Task
Using the records below, write out again exactly the lines that begin at the line containing "1301L1094 1360L1152 1361L1148" and end at the line containing "positive clicks: (401, 660)", and no other lines.

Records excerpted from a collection
___

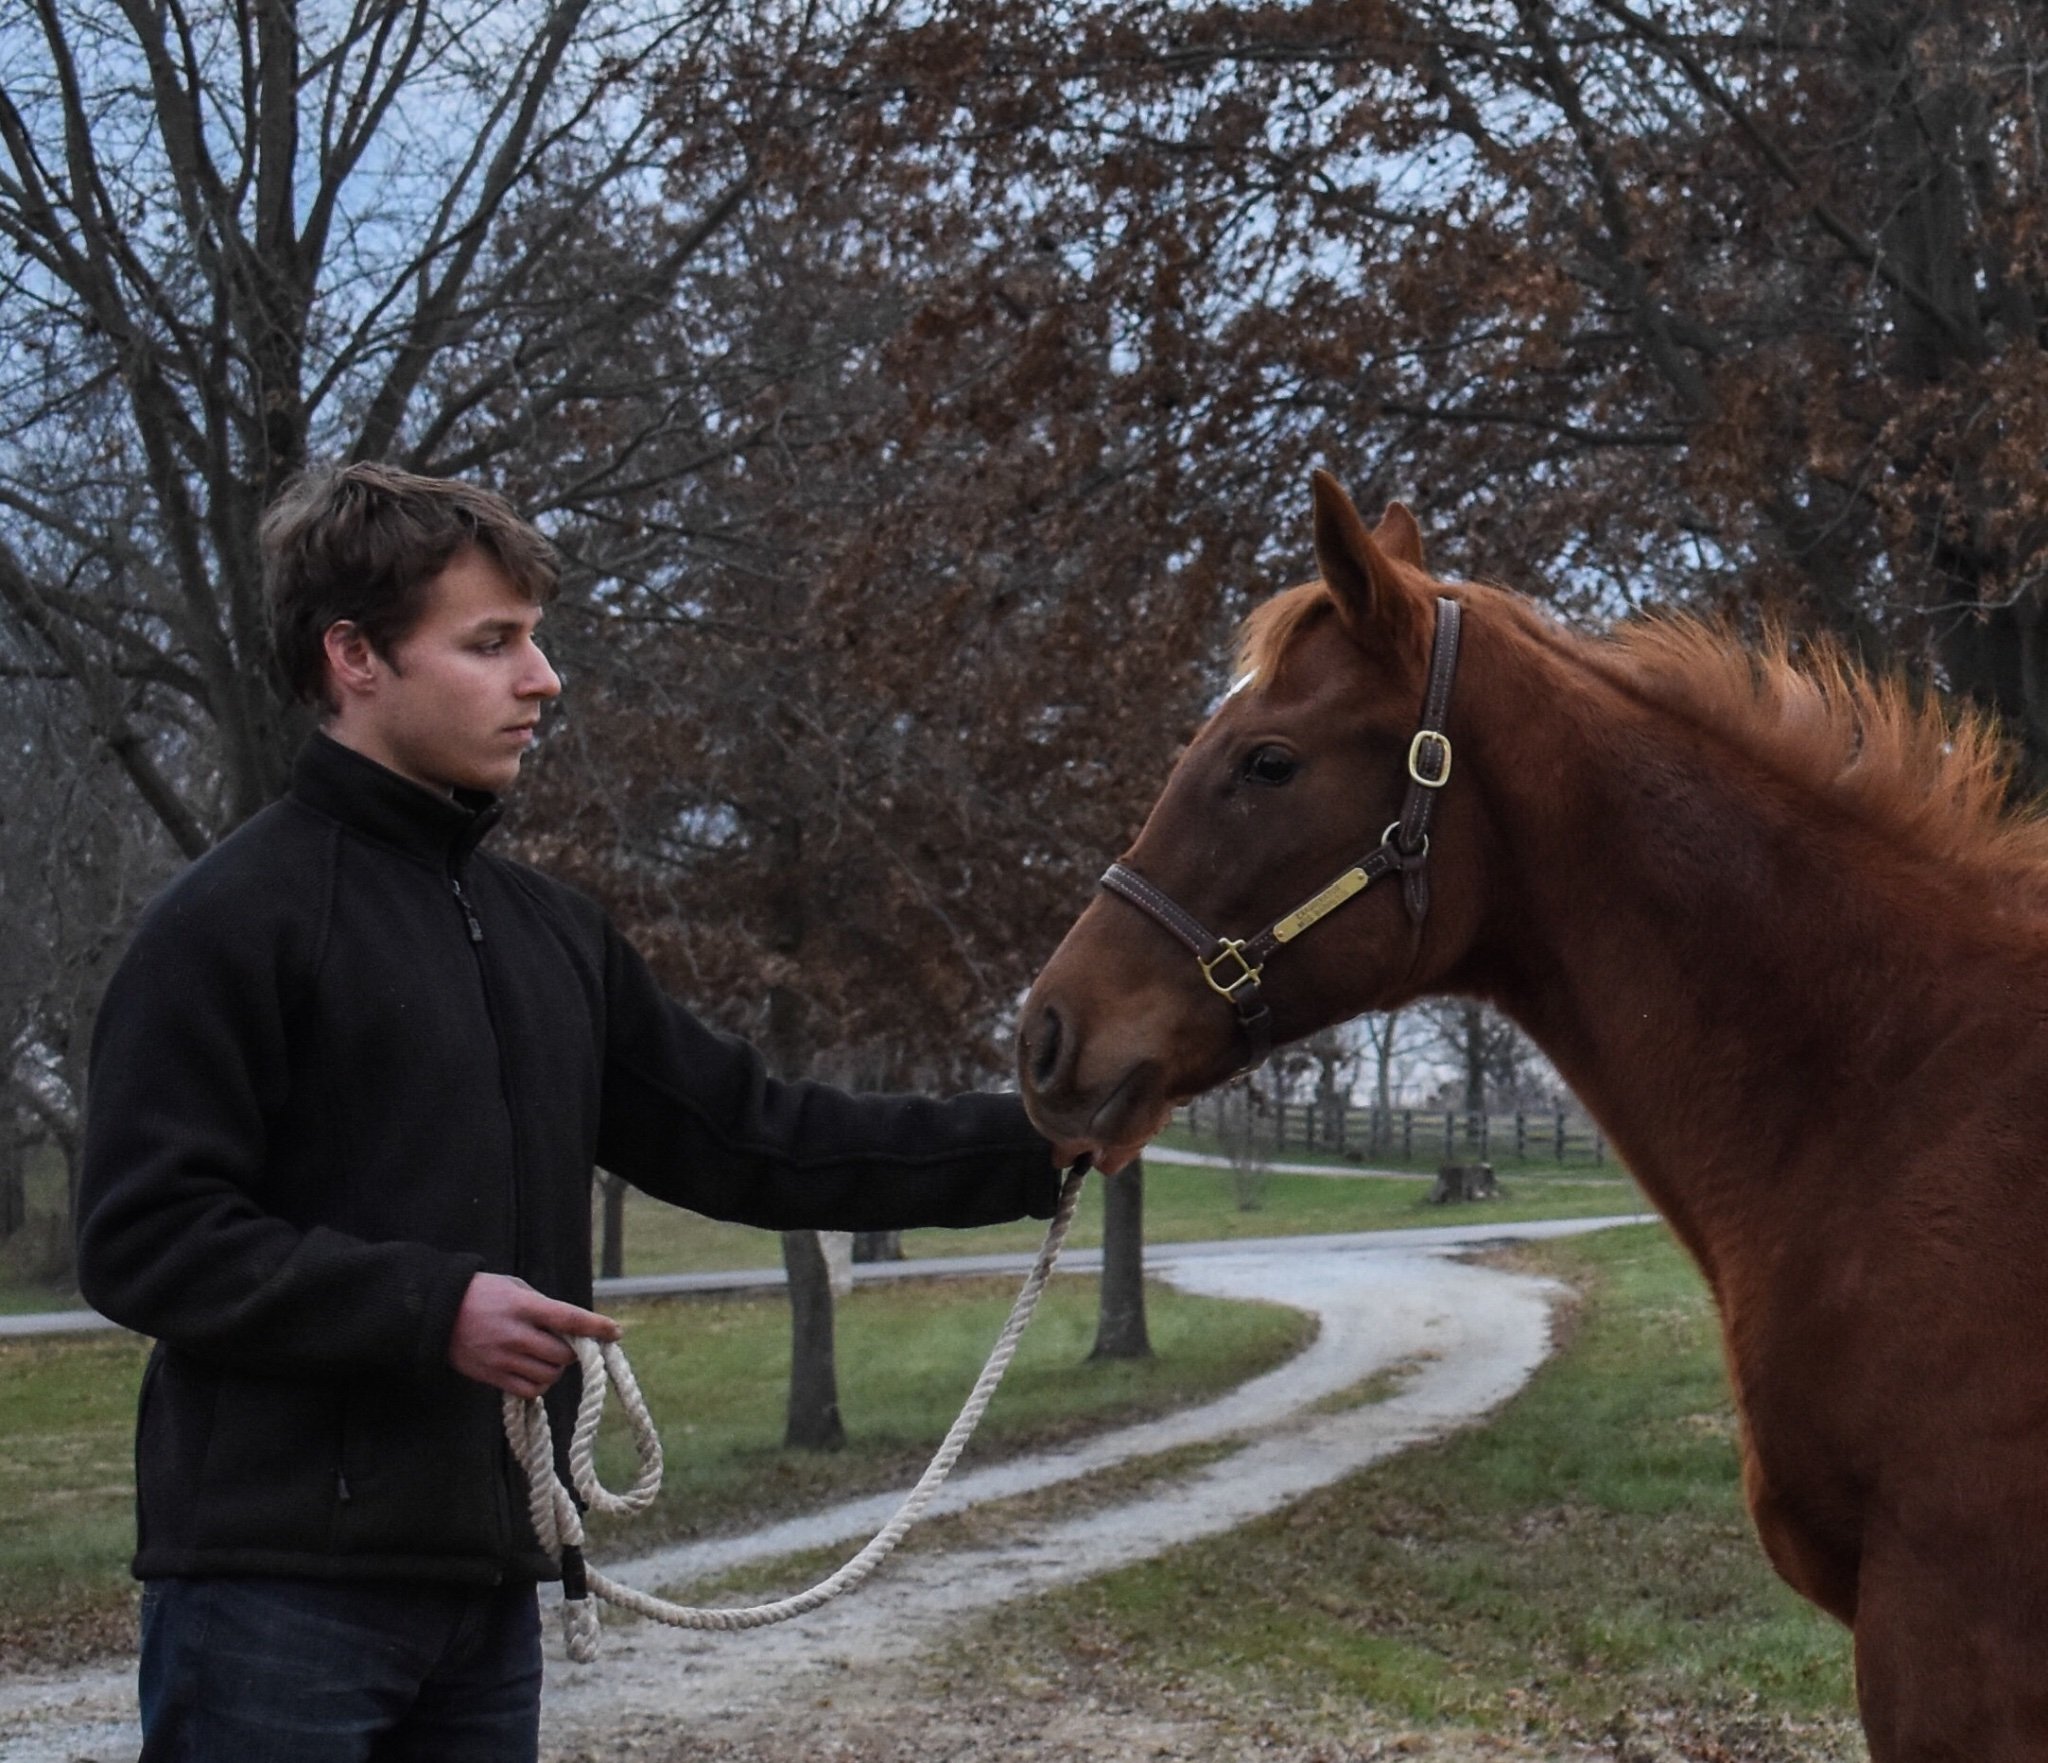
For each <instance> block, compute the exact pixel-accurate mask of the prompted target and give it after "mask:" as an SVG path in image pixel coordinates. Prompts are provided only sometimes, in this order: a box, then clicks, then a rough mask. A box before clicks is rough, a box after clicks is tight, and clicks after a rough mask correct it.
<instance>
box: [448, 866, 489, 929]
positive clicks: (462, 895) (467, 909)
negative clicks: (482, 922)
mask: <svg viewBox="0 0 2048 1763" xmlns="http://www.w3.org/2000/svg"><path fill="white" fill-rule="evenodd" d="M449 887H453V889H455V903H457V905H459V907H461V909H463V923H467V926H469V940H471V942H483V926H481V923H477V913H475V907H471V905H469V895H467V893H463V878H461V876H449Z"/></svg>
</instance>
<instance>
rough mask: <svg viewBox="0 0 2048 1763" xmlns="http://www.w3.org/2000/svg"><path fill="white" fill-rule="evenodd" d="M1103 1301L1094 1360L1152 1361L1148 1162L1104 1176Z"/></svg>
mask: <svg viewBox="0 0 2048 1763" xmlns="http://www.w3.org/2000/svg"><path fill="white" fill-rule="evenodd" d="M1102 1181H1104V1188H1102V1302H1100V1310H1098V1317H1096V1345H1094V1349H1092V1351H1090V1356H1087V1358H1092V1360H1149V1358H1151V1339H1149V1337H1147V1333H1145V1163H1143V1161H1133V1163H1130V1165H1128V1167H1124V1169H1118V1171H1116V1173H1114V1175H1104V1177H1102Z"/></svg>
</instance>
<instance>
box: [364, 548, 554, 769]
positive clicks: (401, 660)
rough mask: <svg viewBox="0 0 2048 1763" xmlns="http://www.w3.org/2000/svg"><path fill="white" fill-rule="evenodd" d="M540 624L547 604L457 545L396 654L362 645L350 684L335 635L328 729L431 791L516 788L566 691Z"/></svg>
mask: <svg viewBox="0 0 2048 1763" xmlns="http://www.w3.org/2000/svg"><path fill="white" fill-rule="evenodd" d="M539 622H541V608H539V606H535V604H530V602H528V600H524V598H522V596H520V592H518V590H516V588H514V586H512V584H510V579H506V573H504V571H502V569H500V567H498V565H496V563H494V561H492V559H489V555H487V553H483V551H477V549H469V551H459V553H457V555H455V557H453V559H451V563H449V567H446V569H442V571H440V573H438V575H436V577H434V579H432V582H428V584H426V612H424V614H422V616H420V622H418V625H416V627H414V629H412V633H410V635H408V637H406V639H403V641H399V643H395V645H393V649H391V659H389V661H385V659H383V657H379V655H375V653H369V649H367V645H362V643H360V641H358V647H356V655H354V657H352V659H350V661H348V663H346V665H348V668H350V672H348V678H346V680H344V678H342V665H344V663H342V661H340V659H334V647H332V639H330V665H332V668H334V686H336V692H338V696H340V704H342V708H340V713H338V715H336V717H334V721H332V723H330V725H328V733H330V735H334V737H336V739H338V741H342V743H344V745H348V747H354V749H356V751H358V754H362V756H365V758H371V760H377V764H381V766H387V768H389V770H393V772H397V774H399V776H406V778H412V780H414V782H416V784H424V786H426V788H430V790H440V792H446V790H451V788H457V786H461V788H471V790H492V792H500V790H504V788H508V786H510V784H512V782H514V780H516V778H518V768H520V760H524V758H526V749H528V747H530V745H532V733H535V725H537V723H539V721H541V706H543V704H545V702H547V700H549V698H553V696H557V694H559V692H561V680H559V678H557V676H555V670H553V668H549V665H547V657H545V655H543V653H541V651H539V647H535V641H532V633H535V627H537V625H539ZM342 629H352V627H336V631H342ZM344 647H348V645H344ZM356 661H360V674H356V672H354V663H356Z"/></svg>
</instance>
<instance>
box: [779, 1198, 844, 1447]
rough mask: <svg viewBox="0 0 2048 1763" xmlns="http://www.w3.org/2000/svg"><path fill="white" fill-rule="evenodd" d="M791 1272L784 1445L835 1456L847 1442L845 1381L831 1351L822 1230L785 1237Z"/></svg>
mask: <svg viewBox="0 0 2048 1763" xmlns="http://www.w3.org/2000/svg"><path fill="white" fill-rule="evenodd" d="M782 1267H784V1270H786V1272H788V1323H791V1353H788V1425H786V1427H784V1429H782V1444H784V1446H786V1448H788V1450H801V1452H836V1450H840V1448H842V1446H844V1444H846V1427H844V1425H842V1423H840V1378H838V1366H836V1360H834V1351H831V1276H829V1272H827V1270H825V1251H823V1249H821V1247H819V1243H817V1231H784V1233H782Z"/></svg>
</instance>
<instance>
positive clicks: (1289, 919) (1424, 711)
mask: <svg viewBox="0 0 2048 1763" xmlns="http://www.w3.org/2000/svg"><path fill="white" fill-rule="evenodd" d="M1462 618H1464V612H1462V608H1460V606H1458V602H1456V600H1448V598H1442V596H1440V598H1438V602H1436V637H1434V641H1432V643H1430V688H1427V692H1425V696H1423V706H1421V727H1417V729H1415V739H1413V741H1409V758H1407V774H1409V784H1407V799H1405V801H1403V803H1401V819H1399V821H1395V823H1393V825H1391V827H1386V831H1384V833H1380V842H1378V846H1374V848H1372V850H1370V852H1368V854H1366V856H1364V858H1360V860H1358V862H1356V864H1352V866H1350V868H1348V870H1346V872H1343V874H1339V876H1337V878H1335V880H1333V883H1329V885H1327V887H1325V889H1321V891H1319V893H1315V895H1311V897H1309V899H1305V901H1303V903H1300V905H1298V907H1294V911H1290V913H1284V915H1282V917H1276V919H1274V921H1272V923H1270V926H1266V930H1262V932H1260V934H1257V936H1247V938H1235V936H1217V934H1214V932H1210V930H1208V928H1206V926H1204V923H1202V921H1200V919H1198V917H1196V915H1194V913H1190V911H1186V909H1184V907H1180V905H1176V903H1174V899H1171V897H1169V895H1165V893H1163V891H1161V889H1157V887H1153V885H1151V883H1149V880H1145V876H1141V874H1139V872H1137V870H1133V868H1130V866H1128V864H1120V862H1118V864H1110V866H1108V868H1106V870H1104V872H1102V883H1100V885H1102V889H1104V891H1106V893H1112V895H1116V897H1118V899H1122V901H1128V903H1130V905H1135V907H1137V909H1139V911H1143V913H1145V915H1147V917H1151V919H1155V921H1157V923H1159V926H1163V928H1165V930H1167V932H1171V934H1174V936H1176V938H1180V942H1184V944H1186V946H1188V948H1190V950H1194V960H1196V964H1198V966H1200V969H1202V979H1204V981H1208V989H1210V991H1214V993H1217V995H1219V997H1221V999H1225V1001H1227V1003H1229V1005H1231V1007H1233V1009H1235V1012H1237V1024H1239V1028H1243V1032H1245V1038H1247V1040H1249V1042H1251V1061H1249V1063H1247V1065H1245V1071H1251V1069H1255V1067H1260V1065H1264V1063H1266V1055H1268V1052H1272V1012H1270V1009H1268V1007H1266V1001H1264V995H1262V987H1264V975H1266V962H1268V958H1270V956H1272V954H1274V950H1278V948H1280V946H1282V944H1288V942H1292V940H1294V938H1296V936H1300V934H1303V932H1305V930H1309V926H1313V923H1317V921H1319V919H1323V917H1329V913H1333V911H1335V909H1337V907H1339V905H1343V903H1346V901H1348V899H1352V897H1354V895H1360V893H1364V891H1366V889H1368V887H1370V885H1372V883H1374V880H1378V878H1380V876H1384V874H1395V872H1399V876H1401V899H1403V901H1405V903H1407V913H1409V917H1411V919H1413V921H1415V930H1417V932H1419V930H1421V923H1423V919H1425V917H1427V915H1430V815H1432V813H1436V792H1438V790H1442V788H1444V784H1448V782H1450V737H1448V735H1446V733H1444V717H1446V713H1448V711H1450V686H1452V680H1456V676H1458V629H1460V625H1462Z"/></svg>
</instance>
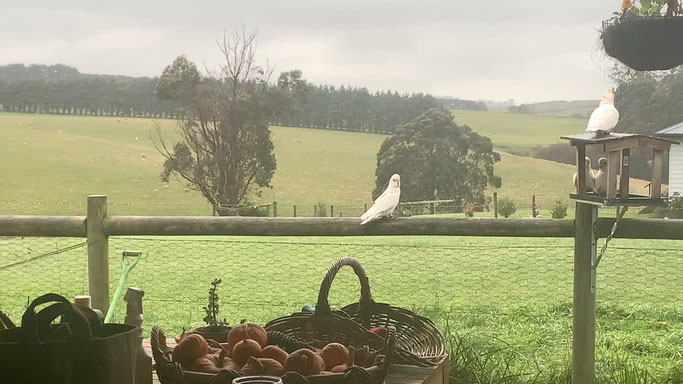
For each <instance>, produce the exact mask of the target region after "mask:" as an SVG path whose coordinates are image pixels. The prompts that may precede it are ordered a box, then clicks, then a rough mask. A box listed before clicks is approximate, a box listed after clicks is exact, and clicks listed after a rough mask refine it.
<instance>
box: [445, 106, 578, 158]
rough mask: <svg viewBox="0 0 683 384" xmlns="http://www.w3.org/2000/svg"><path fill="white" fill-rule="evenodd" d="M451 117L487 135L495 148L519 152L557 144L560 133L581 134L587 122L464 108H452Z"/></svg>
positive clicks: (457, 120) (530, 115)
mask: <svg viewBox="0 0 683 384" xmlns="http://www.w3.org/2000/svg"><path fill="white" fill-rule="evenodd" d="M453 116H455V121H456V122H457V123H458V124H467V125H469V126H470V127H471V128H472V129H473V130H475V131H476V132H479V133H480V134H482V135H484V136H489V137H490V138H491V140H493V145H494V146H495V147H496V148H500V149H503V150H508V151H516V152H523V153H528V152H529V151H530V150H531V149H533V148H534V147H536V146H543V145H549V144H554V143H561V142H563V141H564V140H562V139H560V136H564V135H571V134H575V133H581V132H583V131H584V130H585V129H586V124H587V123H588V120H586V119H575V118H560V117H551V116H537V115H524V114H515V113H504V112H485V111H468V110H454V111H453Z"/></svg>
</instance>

___

Task solution
rough mask: <svg viewBox="0 0 2048 1763" xmlns="http://www.w3.org/2000/svg"><path fill="white" fill-rule="evenodd" d="M1103 1301L1094 1360L1152 1361L1148 1162L1104 1176Z"/></svg>
mask: <svg viewBox="0 0 2048 1763" xmlns="http://www.w3.org/2000/svg"><path fill="white" fill-rule="evenodd" d="M1102 1181H1104V1188H1102V1302H1100V1310H1098V1317H1096V1345H1094V1349H1092V1351H1090V1356H1087V1358H1092V1360H1149V1358H1151V1339H1149V1337H1147V1333H1145V1163H1143V1161H1133V1163H1130V1165H1128V1167H1124V1169H1118V1171H1116V1173H1114V1175H1104V1177H1102Z"/></svg>
</instance>
<instance>
box: [364, 548, 554, 769]
positive clicks: (401, 660)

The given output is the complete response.